THINGS TO DO:
• A. Answer these from the LMArena guide, one line each, marked the same way:
(i) How many battles in total does the 20-minute evaluation recipe call for?
(ii) According to the guide, which kind of comparison is the only one that changes ratings?
(iii) About how many words long should the recommendation memo in the sample Direct Chat prompt be?
• B. Please extend the LMArena guide beyond its last line, in the same style.

EXCERPTED PASSAGE:
[Start of Attachment]

Three ways to use LMArena (hands-on)
1) Direct Chat — fast single-model sanity check
Use when you want one good draft quickly (tone/style, first pass).
Paste this prompt to try:
You are an AI assistant helping a software team. The team needs to decide whether to use retrieval-augmented generation (RAG) or fine-tuning for adapting a large language model to their domain (technical documentation + support tickets).
Write a concise recommendation memo (~250 words) that:
- explains pros/cons of both (clarity, cost, speed, maintenance),
- gives a final recommendation with reasoning,
- ends with Next steps bullets.
Make it clear enough that a CTO could decide in 5 minutes.
What to look for: structure, trade-off clarity, actionable next steps.

2) Battle — anonymous A vs B (you vote after reading)
Best when you’re deciding between two candidates and want blind judgment.
How to run a good battle
- Paste a real prompt from your backlog.
- Read both answers before names reveal.
- Vote for the one you’d ship to a user today.
Quick rubric: correctness → reasoning → instruction-following → conciseness → citations (if any).

3) Side-by-Side — explicit model vs model
Pick two finalists (e.g., gemini-2.5-pro vs gpt-5-chat) for a labeled comparison.
Tips
- Keep the same prompt across runs to compare apples to apples.
- Do 5–10 prompts per task (long spec, coding bug, data wrangling).
- Note failure modes: latency spikes, hallucinations, messy formatting.

How to read the leaderboard without overfitting
- Start with the right tab. If you ship front-end code, WebDev matters more than Text “Overall”.
- Triangulate. Elo is human preference; cross-check the MT-Bench/MMLU panels shown next to rows.
- Beware tiny gaps. A few points at the top are often noise—use battles on your prompts to decide.

A 20-minute evaluation recipe (teams)
- Collect 6–8 real prompts (2 coding, 2 long-form, 2 domain-specific).
- Shortlist 3 models from the relevant tab.
- Run 10 battles total (shuffle pairs).
- Record winners + notes (reasoning, latency, formatting).
- Pick per-task winners; route in prod by task if needed.
Lightweight monthly health-check
- 6 prompts × 3 categories (Coding, Longer Query, Your Domain)
- 6–10 battles per category vs last month’s winner
- Log: win rate, latency, formatting, citation quality
- Update your router only if deltas persist across two checks
Curiosity bites
- Side-by-Side ≠ Elo: SxS is labeled for audits; only anonymous battles change ratings.
- Repo-aware surprises: average overall models can win in RepoChat on your codebase.
- Latency matters: ask raters to flag when answers are “too slow to be useful.”

[End of Attachment]

PROVIDED MATERIAL:
[Start of Attachment]

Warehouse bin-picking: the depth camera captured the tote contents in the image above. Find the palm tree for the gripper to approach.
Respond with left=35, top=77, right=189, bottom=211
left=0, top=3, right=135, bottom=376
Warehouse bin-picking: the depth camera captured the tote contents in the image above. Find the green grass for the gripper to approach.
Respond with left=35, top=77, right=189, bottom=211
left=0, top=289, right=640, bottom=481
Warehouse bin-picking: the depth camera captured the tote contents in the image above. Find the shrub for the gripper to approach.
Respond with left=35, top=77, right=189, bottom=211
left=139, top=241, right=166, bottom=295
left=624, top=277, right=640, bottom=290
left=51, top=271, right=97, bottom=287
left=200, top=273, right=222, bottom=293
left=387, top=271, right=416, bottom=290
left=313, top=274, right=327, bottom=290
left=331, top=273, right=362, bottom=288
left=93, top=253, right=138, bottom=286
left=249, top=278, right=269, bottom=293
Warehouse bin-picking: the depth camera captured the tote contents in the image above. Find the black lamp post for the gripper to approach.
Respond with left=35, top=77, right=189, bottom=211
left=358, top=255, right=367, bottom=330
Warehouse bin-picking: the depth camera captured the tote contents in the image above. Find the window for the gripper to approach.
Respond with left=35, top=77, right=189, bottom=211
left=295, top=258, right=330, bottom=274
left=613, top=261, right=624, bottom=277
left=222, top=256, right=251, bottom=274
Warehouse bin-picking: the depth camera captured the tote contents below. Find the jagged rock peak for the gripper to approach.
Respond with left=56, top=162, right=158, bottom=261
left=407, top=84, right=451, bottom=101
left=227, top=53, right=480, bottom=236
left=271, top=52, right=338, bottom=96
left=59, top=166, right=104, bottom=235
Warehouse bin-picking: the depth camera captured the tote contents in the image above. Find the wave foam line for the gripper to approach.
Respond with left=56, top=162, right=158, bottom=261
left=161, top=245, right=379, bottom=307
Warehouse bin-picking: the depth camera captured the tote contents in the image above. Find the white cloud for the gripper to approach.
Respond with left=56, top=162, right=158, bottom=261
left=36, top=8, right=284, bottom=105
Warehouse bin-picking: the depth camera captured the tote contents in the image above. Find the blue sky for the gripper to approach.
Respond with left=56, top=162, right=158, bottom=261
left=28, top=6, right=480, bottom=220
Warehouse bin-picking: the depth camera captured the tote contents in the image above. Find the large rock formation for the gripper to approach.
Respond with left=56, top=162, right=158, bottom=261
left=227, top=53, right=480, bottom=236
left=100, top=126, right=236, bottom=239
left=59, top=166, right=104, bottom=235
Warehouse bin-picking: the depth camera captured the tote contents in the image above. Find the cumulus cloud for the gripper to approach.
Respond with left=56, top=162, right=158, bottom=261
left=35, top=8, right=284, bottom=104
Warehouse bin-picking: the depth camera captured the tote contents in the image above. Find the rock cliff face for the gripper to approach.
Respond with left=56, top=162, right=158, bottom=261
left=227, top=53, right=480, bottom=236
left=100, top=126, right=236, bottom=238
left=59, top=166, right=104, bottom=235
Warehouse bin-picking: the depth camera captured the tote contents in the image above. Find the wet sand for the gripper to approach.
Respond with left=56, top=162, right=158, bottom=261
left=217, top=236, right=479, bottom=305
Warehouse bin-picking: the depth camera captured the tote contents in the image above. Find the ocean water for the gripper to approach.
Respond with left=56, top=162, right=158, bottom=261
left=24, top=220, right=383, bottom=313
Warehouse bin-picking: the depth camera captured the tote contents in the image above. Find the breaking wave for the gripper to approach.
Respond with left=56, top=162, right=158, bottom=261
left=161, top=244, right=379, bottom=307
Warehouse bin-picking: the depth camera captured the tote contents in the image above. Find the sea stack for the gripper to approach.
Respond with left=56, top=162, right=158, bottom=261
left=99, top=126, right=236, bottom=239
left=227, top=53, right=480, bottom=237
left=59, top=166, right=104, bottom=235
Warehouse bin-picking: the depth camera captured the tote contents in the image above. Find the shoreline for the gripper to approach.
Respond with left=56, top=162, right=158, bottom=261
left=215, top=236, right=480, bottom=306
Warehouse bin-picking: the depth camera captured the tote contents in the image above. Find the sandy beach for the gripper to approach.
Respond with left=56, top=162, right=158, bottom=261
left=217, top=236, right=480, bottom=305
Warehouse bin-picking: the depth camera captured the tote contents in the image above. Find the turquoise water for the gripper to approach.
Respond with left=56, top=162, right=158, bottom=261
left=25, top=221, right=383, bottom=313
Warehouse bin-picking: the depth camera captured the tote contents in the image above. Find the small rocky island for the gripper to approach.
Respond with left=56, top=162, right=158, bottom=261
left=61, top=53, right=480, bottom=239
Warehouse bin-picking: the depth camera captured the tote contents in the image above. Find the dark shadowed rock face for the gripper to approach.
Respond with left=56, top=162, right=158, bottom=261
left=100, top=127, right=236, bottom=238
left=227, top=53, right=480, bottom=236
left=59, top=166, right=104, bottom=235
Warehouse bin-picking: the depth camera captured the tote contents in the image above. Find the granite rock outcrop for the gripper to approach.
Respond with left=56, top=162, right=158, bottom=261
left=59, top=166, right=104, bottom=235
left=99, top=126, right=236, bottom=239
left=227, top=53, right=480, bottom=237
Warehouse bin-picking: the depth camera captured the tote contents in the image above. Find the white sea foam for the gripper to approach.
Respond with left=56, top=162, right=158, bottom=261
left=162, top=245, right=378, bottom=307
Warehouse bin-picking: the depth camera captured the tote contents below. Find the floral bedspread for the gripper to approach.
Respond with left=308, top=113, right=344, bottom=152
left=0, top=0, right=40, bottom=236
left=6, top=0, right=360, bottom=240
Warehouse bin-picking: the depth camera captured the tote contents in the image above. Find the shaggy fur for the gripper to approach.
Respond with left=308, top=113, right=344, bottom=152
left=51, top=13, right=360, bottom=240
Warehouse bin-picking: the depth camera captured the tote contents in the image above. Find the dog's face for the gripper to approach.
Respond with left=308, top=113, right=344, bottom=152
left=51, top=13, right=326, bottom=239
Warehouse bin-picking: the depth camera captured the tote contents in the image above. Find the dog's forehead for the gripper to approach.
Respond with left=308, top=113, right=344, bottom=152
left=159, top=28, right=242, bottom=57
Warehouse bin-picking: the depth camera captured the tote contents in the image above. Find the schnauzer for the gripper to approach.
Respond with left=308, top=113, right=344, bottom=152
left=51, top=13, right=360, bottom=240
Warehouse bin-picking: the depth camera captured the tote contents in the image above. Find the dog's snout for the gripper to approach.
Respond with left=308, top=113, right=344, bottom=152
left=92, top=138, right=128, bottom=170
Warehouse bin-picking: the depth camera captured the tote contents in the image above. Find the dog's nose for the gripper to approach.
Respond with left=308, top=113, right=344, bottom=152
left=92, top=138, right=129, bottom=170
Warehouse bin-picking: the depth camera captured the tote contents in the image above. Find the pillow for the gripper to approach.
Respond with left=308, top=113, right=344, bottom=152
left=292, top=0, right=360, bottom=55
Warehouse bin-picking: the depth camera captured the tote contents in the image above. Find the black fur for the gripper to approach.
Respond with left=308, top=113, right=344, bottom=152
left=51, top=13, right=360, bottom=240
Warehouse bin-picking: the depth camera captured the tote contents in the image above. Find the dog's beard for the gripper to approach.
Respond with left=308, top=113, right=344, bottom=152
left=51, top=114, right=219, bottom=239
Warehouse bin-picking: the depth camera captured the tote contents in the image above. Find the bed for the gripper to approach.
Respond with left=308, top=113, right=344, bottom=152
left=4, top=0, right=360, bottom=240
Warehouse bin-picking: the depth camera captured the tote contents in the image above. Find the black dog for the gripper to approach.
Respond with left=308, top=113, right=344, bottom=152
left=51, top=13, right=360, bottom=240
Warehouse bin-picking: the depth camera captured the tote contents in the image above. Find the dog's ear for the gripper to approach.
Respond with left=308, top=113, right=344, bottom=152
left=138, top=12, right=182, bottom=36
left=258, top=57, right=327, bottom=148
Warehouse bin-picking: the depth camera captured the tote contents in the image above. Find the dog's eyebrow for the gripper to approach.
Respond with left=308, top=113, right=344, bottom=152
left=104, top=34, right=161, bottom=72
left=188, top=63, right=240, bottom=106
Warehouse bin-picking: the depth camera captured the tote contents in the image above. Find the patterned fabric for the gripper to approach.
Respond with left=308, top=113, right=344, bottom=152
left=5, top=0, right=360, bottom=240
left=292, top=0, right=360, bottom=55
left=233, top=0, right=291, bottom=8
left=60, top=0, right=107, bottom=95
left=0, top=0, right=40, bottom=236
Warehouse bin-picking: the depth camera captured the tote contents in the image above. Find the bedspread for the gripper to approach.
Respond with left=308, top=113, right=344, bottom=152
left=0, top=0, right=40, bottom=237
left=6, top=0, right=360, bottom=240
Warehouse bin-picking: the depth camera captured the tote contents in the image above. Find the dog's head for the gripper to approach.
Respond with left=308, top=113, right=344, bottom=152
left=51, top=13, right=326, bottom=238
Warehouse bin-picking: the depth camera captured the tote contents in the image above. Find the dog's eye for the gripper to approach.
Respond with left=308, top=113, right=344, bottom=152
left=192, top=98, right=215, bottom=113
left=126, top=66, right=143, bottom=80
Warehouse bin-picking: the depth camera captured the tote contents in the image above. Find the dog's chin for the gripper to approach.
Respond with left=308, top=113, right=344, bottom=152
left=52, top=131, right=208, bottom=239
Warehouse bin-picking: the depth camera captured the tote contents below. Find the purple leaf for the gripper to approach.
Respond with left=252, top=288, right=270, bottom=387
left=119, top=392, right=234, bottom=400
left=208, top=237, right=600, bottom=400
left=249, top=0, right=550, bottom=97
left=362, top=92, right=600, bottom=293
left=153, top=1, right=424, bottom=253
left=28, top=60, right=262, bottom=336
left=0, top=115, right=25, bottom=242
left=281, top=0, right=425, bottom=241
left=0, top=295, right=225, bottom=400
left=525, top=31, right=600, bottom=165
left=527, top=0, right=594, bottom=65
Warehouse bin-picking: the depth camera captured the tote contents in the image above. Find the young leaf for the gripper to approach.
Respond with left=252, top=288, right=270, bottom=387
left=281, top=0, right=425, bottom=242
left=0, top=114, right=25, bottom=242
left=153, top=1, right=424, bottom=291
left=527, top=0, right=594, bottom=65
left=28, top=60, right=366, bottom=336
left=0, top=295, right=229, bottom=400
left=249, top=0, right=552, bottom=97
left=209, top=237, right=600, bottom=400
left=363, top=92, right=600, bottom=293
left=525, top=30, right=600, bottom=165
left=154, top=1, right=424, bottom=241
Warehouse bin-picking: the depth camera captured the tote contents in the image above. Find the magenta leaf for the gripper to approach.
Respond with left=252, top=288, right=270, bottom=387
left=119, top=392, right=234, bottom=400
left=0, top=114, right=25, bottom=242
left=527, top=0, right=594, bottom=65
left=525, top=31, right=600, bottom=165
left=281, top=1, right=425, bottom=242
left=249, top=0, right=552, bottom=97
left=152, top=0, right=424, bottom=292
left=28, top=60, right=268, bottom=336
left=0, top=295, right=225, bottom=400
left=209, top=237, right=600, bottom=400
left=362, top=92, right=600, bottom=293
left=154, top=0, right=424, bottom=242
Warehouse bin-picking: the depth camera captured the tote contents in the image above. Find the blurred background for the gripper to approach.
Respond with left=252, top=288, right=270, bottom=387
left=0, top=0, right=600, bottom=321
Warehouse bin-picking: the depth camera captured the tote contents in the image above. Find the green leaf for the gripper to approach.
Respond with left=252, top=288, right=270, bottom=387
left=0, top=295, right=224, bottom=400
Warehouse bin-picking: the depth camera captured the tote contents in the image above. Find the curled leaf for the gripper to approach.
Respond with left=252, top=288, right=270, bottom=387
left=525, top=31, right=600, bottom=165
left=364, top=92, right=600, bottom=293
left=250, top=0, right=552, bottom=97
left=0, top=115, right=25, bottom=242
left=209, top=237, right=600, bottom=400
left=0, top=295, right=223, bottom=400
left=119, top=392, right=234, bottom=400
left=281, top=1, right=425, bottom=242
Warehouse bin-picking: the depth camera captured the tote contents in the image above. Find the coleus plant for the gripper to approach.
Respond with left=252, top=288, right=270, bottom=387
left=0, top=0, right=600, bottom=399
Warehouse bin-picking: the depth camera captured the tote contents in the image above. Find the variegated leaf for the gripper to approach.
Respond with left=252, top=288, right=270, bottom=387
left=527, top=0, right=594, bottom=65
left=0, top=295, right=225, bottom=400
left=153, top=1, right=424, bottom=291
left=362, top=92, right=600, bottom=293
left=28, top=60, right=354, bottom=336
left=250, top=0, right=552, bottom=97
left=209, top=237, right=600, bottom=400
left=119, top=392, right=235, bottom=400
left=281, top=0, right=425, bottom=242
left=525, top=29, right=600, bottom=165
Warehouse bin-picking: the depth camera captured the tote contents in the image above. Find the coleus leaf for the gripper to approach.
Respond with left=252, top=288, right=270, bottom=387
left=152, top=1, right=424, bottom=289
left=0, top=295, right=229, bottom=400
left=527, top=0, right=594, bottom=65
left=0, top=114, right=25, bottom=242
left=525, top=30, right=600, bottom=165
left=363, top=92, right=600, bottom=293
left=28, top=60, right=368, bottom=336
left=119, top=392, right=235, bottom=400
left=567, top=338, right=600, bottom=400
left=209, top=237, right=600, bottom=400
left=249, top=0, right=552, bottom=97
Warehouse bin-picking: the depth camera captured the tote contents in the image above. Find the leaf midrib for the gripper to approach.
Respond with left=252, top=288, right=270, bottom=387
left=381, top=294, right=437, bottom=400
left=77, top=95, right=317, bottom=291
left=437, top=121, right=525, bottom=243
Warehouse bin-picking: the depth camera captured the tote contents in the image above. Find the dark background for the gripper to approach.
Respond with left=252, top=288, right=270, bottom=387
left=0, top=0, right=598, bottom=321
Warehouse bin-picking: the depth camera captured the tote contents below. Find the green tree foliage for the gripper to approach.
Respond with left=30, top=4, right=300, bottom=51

[End of Attachment]

RESPONSES TO THE EXERCISE:
• A.
(i) 10 battles.
(ii) Anonymous battles.
(iii) About 250 words.

• B.
Caveats & privacy
- Human preference ≠ ground truth. Treat Elo as one signal; verify with your tests/benchmarks.
- Small Elo deltas are noisy. Break ties with your own prompts.
- Privacy: treat LMArena as public—don’t paste sensitive data.
Don’t pick a single winner—pick a routing plan
Run 10–20 arena battles per task type, compare Overall + Category Elo with MT-Bench/MMLU, and keep a lightweight rubric (correctness, latency, citations/tool-use). If the top two are close, prefer the one that wins your failure cases. Re-check monthly; model drift is real.
FAQ
Tip: Each question below expands to a concise, production-oriented answer.
What exactly is LMArena?
A public, anonymous, pairwise arena where humans vote on better answers; an Elo-style system turns those votes into a live leaderboard.
Is Elo just “who sounds nicer”?
It’s a preference signal. Use it with MT-Bench/MMLU and category filters to avoid style-over-substance traps.
Which model is #1 right now?
It changes. Check Overall, then your category; small Elo gaps are noise—validate on your prompts.
Are my prompts private?
Treat them as not private; don’t paste sensitive data.
Why do teams use LMArena?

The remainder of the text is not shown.